Task goal: Excluding any images, copy all of the lines below precisely as written.

(Saved entries)
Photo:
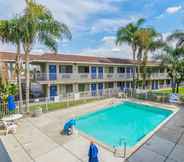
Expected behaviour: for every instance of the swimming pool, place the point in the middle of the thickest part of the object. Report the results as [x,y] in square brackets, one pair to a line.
[127,120]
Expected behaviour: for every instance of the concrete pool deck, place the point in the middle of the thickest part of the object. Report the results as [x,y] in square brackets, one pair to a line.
[39,140]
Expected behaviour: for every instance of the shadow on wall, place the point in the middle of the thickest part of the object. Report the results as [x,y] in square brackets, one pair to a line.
[4,157]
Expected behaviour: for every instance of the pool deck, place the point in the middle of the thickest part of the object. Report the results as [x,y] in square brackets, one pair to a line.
[39,140]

Expected answer:
Photo:
Expected behaviour: for every instance of the swimming pool, place the point in the middle of the thickest part of the object. Report the results as [x,y] in square brackets, one pair to a line.
[127,120]
Expected behaviour: for every instance of the concrete pool deck, place the point in the middle of the thickest part of the object. Report the results as [x,y] in square brackets, one pair to a line.
[39,140]
Expected behaviour: for every instance of the shadow on wall, place the point in the middle of the thickest part of the object. Report the results as [x,y] in square brackets, one pair to a line.
[4,157]
Expected behaviour: for every instance of the pool deck, place the point in the middle of the thickest part of the object. Report the results as [x,y] in square brackets, one pair to a line.
[39,140]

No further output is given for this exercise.